* _PASSAGE FOR REVIEW_:
When is it ok to prevent a new life?

  • failing to have sex and children is wrong

    Votes: 1 1.4%
  • sex with contraception is wrong

    Votes: 0 0.0%
  • abortion is wrong at any gestational age

    Votes: 4 5.4%
  • abortion is wrong after 12 weeks (most countries)

    Votes: 11 14.9%
  • abortion is wrong after 18 weeks (Sweden)

    Votes: 6 8.1%
  • abortion is wrong after 24 weeks (UK etc.)

    Votes: 16 21.6%
  • abortion is ok also after 24 weeks

    Votes: 16 21.6%
  • Spartan infanticide is ok directly after birth

    Votes: 2 2.7%
  • Spartan infanticide is ok within 7 days after birth

    Votes: 4 5.4%
  • Spartan infanticide is ok within 1 month after birth

    Votes: 0 0.0%
  • Spartan infanticide is ok within 1 year after birth

    Votes: 14 18.9%

  • Total voters
    74
Not a well formed set of options. There's no set point where I consider abortion to become "wrong". There are various competing arguments for different points, and my current conclusion is malleable. So I wont vote.
 
At the point where it can survive without a womb around it. Basically if you took it out and it lives on its own, congrats, it's a birth. If not, congrats, it's an abortion.

* _TO DO_:
1) Can you copy out the part of the abortion poll that opens with the words containing "Votes: 14 18.9%" and closes with "it's an abortion.", swapping "womb" for "uterus"?
2) What time limits after birth do the Spartan infanticide options in the abortion poll give?
The dataset entries are separate material, unrelated to the abortion poll.

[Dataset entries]
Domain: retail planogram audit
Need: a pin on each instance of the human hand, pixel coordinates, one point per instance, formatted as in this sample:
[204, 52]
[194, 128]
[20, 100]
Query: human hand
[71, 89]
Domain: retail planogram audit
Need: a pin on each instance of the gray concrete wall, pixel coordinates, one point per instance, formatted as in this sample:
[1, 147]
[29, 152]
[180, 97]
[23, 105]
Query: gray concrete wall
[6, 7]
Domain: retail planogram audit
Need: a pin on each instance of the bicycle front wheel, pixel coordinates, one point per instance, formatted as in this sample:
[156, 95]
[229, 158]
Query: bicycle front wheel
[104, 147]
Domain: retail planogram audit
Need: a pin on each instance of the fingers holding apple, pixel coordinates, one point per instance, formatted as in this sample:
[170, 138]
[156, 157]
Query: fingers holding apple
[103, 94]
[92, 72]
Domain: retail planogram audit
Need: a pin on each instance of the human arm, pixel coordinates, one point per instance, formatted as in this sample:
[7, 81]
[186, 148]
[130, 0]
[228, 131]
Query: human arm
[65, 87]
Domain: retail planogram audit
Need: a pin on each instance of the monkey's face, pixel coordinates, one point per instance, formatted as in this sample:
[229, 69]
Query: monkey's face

* _TASK RESULTS_:
1)
Votes: 14 18.9%

  • Total voters
    74
Not a well formed set of options. There's no set point where I consider abortion to become "wrong". There are various competing arguments for different points, and my current conclusion is malleable. So I wont vote.
 
At the point where it can survive without a uterus around it. Basically if you took it out and it lives on its own, congrats, it's a birth. If not, congrats, it's an abortion.

2)
- directly after birth
- within 7 days after birth
- within 1 month after birth
- within 1 year after birth